* **Exercise description**
Reproduce the entire listing below exactly.

══ Records for the exercise ══

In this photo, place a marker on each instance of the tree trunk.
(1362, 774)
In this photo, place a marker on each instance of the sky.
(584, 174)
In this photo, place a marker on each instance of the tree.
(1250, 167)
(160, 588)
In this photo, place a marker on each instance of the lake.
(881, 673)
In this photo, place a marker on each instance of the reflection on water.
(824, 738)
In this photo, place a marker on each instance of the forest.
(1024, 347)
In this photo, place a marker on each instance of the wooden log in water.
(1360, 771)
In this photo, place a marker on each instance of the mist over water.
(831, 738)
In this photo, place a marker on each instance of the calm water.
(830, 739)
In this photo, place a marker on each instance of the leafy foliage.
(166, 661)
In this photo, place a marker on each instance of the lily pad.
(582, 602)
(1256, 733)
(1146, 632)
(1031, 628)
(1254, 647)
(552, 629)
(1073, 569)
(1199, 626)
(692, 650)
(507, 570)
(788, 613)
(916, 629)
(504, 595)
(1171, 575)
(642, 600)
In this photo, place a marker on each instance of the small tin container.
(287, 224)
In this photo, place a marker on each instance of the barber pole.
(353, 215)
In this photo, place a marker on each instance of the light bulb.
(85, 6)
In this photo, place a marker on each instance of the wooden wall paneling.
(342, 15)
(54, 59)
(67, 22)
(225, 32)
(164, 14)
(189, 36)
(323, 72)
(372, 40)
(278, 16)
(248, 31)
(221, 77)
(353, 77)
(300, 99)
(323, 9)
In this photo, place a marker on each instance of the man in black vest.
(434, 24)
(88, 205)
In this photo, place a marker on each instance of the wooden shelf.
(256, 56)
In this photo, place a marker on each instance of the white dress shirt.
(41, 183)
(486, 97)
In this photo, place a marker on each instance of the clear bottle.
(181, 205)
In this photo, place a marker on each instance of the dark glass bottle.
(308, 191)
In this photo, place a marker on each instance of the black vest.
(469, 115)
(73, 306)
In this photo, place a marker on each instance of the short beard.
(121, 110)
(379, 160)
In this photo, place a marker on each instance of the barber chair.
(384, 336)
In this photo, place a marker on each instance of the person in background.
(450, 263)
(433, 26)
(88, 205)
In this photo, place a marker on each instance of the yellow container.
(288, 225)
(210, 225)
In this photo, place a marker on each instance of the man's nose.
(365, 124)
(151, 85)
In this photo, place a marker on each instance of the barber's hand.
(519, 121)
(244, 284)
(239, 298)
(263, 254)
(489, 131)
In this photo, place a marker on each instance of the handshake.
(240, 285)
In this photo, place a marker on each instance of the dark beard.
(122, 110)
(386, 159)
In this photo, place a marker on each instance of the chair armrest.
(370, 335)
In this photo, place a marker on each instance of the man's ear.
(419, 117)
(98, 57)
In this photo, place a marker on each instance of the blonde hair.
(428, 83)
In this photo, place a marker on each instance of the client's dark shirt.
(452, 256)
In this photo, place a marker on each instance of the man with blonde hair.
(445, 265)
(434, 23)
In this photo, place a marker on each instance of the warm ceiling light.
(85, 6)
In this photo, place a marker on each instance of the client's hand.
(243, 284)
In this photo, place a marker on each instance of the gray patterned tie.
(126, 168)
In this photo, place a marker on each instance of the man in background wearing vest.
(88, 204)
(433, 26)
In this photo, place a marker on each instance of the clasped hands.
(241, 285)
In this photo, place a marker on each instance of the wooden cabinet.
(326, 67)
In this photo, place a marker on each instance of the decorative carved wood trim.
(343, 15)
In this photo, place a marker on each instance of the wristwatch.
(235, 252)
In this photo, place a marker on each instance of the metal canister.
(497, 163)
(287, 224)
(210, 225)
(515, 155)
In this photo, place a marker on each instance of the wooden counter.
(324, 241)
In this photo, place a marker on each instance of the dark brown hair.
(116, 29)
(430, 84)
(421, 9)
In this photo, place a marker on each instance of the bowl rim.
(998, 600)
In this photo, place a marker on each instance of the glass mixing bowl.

═══

* **Final answer**
In this photo, place a marker on each instance of the tree trunk.
(1362, 774)
In this photo, place a marker on each instance of the sky.
(584, 174)
In this photo, place a marker on each instance of the tree.
(1250, 167)
(160, 588)
In this photo, place a marker on each instance of the lake.
(881, 673)
In this photo, place a marker on each instance of the reflection on water.
(824, 738)
In this photo, place a marker on each instance of the forest.
(1024, 347)
In this photo, place a marker on each instance of the wooden log in water.
(1360, 771)
In this photo, place a marker on each instance of the mist over water.
(831, 738)
In this photo, place a marker on each instance of the calm water.
(830, 739)
In this photo, place a marker on each instance of the leafy foliage.
(166, 661)
In this photo, place a marker on each instance of the lily pad.
(582, 602)
(1256, 733)
(1146, 632)
(1031, 628)
(1254, 647)
(552, 629)
(1073, 569)
(1199, 626)
(692, 650)
(507, 570)
(788, 613)
(916, 629)
(504, 595)
(1171, 575)
(642, 600)
In this photo, place a marker on each instance of the small tin container.
(287, 224)
In this photo, place a marker on each instance of the barber pole.
(353, 215)
In this photo, place a marker on each instance of the light bulb.
(85, 6)
In this photo, place a marker on each instance of the wooden wall paneling.
(342, 15)
(54, 59)
(67, 22)
(225, 32)
(164, 14)
(189, 36)
(323, 72)
(372, 40)
(278, 16)
(248, 31)
(221, 77)
(353, 77)
(300, 99)
(323, 9)
In this photo, place a marker on each instance of the man in black vest.
(434, 24)
(88, 205)
In this photo, place a marker on each instance of the wooden shelf.
(256, 56)
In this photo, place a marker on each instance of the white dress shirt.
(41, 183)
(486, 97)
In this photo, place a marker on each instance of the clear bottle.
(181, 205)
In this photo, place a marker on each instance of the dark glass bottle.
(308, 191)
In this photo, place a marker on each instance of the black vest.
(469, 115)
(73, 306)
In this photo, place a marker on each instance of the short beard.
(121, 110)
(379, 160)
In this photo, place a marker on each instance of the barber chair.
(384, 336)
In this photo, place a marker on each instance of the person in background.
(450, 263)
(433, 26)
(88, 205)
In this photo, place a marker on each instance of the yellow container.
(288, 225)
(210, 225)
In this photo, place a marker on each instance of the man's nose.
(365, 124)
(151, 85)
In this photo, place a marker on each instance of the barber's hand.
(519, 121)
(244, 284)
(239, 298)
(263, 254)
(489, 131)
In this photo, place a marker on each instance of the handshake.
(240, 285)
In this photo, place a marker on each instance of the dark beard.
(122, 110)
(386, 159)
In this photo, place a marker on each instance of the chair armrest.
(370, 335)
In this photo, place a marker on each instance of the man's ear.
(419, 117)
(98, 57)
In this photo, place a marker on each instance of the blonde hair.
(428, 83)
In this photo, place a marker on each instance of the client's dark shirt.
(452, 256)
In this photo, place a marker on each instance of the man with blonde hair.
(445, 265)
(434, 23)
In this photo, place a marker on each instance of the warm ceiling light.
(85, 6)
In this photo, place a marker on each instance of the client's hand.
(243, 284)
In this photo, place a marker on each instance of the gray patterned tie.
(126, 168)
In this photo, place a marker on each instance of the man in background wearing vest.
(88, 204)
(433, 26)
In this photo, place a marker on each instance of the clasped hands.
(241, 285)
In this photo, place a marker on each instance of the wooden cabinet.
(326, 67)
In this photo, place a marker on each instance of the decorative carved wood trim.
(343, 15)
In this photo, place a marker on each instance of the wristwatch.
(235, 252)
In this photo, place a marker on each instance of the metal canister.
(497, 163)
(287, 224)
(210, 225)
(515, 155)
In this photo, place a marker on each instance of the wooden counter.
(324, 241)
In this photo, place a marker on each instance of the dark brown hair.
(116, 29)
(430, 84)
(421, 9)
In this photo, place a marker on each instance of the bowl rim.
(998, 600)
In this photo, place a marker on each instance of the glass mixing bowl.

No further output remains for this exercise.